*To do*
Render the rows below as a numbered list, leaving out any blank lines.

*Dataset rows*
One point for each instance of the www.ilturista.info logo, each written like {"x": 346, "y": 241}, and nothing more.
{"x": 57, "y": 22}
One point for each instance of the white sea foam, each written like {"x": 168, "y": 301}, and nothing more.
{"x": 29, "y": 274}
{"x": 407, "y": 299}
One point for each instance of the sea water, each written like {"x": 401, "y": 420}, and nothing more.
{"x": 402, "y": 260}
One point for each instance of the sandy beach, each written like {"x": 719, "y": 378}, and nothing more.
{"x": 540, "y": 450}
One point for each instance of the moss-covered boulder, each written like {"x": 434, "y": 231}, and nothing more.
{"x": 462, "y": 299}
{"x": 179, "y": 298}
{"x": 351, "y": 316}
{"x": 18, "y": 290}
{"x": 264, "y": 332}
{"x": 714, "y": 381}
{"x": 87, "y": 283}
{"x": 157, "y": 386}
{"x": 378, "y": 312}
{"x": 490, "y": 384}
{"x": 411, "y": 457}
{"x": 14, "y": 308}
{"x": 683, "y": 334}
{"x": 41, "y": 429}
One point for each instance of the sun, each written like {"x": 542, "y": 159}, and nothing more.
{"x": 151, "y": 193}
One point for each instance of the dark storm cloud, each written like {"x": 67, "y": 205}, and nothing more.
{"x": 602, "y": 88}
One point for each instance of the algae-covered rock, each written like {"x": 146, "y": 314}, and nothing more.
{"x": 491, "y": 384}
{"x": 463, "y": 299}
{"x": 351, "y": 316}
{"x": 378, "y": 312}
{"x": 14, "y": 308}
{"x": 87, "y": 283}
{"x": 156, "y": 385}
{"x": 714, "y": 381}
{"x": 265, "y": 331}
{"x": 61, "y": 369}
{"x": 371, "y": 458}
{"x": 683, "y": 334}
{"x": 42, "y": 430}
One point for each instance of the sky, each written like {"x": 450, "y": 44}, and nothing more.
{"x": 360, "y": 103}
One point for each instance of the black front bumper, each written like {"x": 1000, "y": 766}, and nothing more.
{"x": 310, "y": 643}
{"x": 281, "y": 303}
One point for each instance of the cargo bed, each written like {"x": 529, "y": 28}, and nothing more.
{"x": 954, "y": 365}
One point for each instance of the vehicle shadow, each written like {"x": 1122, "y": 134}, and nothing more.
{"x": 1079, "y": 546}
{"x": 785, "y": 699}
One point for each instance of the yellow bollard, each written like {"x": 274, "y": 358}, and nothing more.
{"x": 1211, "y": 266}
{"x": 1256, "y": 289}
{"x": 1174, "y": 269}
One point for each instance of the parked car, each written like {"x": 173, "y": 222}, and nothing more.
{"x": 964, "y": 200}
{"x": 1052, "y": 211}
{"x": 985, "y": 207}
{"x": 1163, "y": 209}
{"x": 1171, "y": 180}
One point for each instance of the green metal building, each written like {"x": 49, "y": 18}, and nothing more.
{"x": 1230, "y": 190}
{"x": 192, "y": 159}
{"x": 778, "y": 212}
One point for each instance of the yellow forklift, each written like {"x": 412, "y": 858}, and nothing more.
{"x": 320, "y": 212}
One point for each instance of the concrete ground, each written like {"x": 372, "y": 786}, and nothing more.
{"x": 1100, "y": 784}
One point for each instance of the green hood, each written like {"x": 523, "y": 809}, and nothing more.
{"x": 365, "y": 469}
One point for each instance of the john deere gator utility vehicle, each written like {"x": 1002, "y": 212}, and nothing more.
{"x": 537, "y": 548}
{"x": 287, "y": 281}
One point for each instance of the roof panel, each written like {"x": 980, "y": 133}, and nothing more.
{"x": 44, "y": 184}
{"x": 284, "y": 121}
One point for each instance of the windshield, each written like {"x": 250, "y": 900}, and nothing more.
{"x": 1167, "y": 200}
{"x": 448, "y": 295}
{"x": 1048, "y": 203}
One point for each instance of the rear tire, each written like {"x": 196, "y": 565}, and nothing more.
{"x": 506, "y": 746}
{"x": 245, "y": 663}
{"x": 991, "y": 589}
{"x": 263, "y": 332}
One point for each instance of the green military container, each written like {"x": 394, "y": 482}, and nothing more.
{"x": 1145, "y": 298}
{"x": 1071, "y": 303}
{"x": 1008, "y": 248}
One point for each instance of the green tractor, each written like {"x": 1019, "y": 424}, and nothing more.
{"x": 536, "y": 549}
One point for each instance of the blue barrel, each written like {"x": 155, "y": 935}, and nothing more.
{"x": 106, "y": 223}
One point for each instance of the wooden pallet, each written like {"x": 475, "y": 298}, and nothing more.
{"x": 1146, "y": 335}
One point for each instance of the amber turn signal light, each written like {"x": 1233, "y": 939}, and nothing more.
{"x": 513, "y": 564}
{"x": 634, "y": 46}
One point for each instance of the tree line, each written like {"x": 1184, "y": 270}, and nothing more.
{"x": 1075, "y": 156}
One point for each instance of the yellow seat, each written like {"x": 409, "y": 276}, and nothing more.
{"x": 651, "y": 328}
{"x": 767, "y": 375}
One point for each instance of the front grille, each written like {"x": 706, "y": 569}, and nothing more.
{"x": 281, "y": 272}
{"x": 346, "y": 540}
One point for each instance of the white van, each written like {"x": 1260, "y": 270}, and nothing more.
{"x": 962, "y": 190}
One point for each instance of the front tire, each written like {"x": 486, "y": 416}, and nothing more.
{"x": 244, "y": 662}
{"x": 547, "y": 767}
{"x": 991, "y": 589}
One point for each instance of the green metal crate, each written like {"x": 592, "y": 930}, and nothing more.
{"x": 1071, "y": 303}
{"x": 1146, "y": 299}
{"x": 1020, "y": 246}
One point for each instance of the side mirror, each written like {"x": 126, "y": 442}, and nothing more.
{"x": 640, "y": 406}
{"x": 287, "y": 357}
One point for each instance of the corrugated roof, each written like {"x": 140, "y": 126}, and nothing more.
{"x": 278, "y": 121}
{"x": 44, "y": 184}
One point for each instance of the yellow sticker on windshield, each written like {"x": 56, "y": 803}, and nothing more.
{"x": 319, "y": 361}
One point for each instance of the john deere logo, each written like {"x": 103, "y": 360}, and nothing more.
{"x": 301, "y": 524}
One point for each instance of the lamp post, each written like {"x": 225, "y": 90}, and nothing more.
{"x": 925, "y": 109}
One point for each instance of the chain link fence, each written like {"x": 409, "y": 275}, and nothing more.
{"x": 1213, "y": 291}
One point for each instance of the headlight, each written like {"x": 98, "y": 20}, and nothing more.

*Exercise result*
1. One point for each instance of the www.ilturista.info logo, each written like {"x": 346, "y": 241}, and nothing more.
2. {"x": 57, "y": 22}
3. One point for each instance of the white sea foam, each written like {"x": 168, "y": 301}, and nothing more.
4. {"x": 29, "y": 274}
5. {"x": 407, "y": 299}
6. One point for each instance of the sea water, each written like {"x": 401, "y": 420}, and nothing more.
7. {"x": 402, "y": 260}
8. One point for each instance of the sandy beach, each written like {"x": 719, "y": 378}, and nothing more.
9. {"x": 540, "y": 450}
10. One point for each instance of the moss-covered boulder, each written like {"x": 434, "y": 231}, and nothing more.
11. {"x": 462, "y": 299}
12. {"x": 179, "y": 298}
13. {"x": 351, "y": 316}
14. {"x": 18, "y": 290}
15. {"x": 264, "y": 332}
16. {"x": 714, "y": 381}
17. {"x": 87, "y": 283}
18. {"x": 157, "y": 386}
19. {"x": 378, "y": 312}
20. {"x": 490, "y": 384}
21. {"x": 411, "y": 457}
22. {"x": 14, "y": 308}
23. {"x": 683, "y": 334}
24. {"x": 41, "y": 429}
25. One point for each instance of the sun, each written like {"x": 542, "y": 159}, and nothing more.
26. {"x": 151, "y": 193}
27. One point for each instance of the dark storm cloud, each written like {"x": 67, "y": 205}, and nothing more.
28. {"x": 602, "y": 88}
29. One point for each instance of the algae-covered rock, each written like {"x": 146, "y": 314}, and nothing more.
30. {"x": 491, "y": 384}
31. {"x": 463, "y": 299}
32. {"x": 351, "y": 316}
33. {"x": 378, "y": 312}
34. {"x": 14, "y": 308}
35. {"x": 87, "y": 283}
36. {"x": 156, "y": 385}
37. {"x": 714, "y": 381}
38. {"x": 265, "y": 331}
39. {"x": 61, "y": 369}
40. {"x": 371, "y": 458}
41. {"x": 683, "y": 334}
42. {"x": 42, "y": 430}
43. One point for each instance of the sky, each written like {"x": 450, "y": 44}, and nothing more.
44. {"x": 360, "y": 103}
45. One point for each instance of the black front bumper, each written like {"x": 1000, "y": 766}, and nothing more.
46. {"x": 310, "y": 643}
47. {"x": 281, "y": 303}
48. One point for each instance of the cargo bed, each written like {"x": 529, "y": 28}, and nothing more.
49. {"x": 954, "y": 365}
50. One point for each instance of the vehicle shadow, each written like {"x": 1122, "y": 134}, and nothing more.
51. {"x": 1079, "y": 546}
52. {"x": 785, "y": 699}
53. One point for each instance of the yellow bollard, each written like {"x": 274, "y": 358}, and nothing more.
54. {"x": 1211, "y": 266}
55. {"x": 1256, "y": 289}
56. {"x": 1174, "y": 269}
57. One point for each instance of the parked car, each written like {"x": 173, "y": 222}, and nothing more.
58. {"x": 964, "y": 200}
59. {"x": 1052, "y": 211}
60. {"x": 985, "y": 207}
61. {"x": 1163, "y": 209}
62. {"x": 1171, "y": 180}
63. One point for each instance of the green metal building, each written like {"x": 49, "y": 18}, and nothing more.
64. {"x": 1230, "y": 190}
65. {"x": 192, "y": 159}
66. {"x": 778, "y": 212}
67. One point for each instance of the yellow forklift, each written like {"x": 412, "y": 858}, and nothing more.
68. {"x": 320, "y": 212}
69. One point for each instance of the concrete ground, each written like {"x": 372, "y": 786}, and nothing more.
70. {"x": 1100, "y": 784}
71. One point for each instance of the green hood, each written like {"x": 523, "y": 809}, and nothing more.
72. {"x": 365, "y": 469}
73. One point for each instance of the john deere gator utility vehicle, each written like {"x": 1002, "y": 212}, and nothing more.
74. {"x": 537, "y": 548}
75. {"x": 287, "y": 281}
76. One point for each instance of the roof panel, each written like {"x": 980, "y": 133}, and nothing more.
77. {"x": 44, "y": 184}
78. {"x": 284, "y": 121}
79. One point for each instance of the windshield, each written like {"x": 250, "y": 900}, and nothing more.
80. {"x": 1167, "y": 200}
81. {"x": 448, "y": 295}
82. {"x": 1048, "y": 203}
83. One point for each instance of the rear tire, each written like {"x": 196, "y": 565}, and nothing more.
84. {"x": 506, "y": 746}
85. {"x": 245, "y": 663}
86. {"x": 991, "y": 589}
87. {"x": 263, "y": 332}
88. One point for each instance of the green military container, each written like {"x": 394, "y": 482}, and nothing more.
89. {"x": 1145, "y": 298}
90. {"x": 1071, "y": 303}
91. {"x": 1008, "y": 248}
92. One point for each instance of the green tractor, each written like {"x": 1019, "y": 424}, and nothing more.
93. {"x": 536, "y": 549}
94. One point for each instance of the blue barrel, each written like {"x": 155, "y": 935}, and nothing more.
95. {"x": 106, "y": 223}
96. One point for each instance of the wooden pallet, each written like {"x": 475, "y": 298}, and nothing more.
97. {"x": 1146, "y": 335}
98. One point for each instance of the amber turn signal light, each written like {"x": 1233, "y": 939}, and nothing more.
99. {"x": 513, "y": 564}
100. {"x": 634, "y": 46}
101. One point for each instance of the tree line, each written like {"x": 1184, "y": 270}, and nothing more.
102. {"x": 1075, "y": 156}
103. One point for each instance of the yellow seat, each written like {"x": 409, "y": 276}, and nothing more.
104. {"x": 651, "y": 328}
105. {"x": 767, "y": 375}
106. One point for each instance of the front grille, each written like {"x": 706, "y": 569}, and nothing more.
107. {"x": 281, "y": 272}
108. {"x": 346, "y": 540}
109. One point for each instance of the white van, each written like {"x": 1260, "y": 270}, and nothing more.
110. {"x": 962, "y": 190}
111. One point for each instance of the front tire, each written like {"x": 486, "y": 416}, and nothing more.
112. {"x": 244, "y": 662}
113. {"x": 547, "y": 767}
114. {"x": 991, "y": 589}
115. One point for each instance of the green metal crate, each written like {"x": 592, "y": 930}, and nothing more.
116. {"x": 1071, "y": 303}
117. {"x": 1146, "y": 299}
118. {"x": 1020, "y": 246}
119. One point for each instance of the side mirror, each written like {"x": 126, "y": 442}, and nothing more.
120. {"x": 640, "y": 406}
121. {"x": 287, "y": 357}
122. One point for each instance of the corrugated roof, each written like {"x": 140, "y": 126}, and nothing more.
123. {"x": 278, "y": 121}
124. {"x": 44, "y": 184}
125. One point for each instance of the yellow sticker on windshield, each written like {"x": 56, "y": 803}, and nothing more.
126. {"x": 319, "y": 361}
127. One point for each instance of the john deere logo, each written like {"x": 103, "y": 360}, and nothing more.
128. {"x": 301, "y": 524}
129. One point for each instance of the lamp post, each written like {"x": 225, "y": 90}, and nothing more.
130. {"x": 925, "y": 109}
131. One point for each instance of the chain link fence, each written like {"x": 409, "y": 275}, and nothing more.
132. {"x": 1213, "y": 291}
133. One point for each instance of the headlight, each written like {"x": 98, "y": 20}, and nothing more.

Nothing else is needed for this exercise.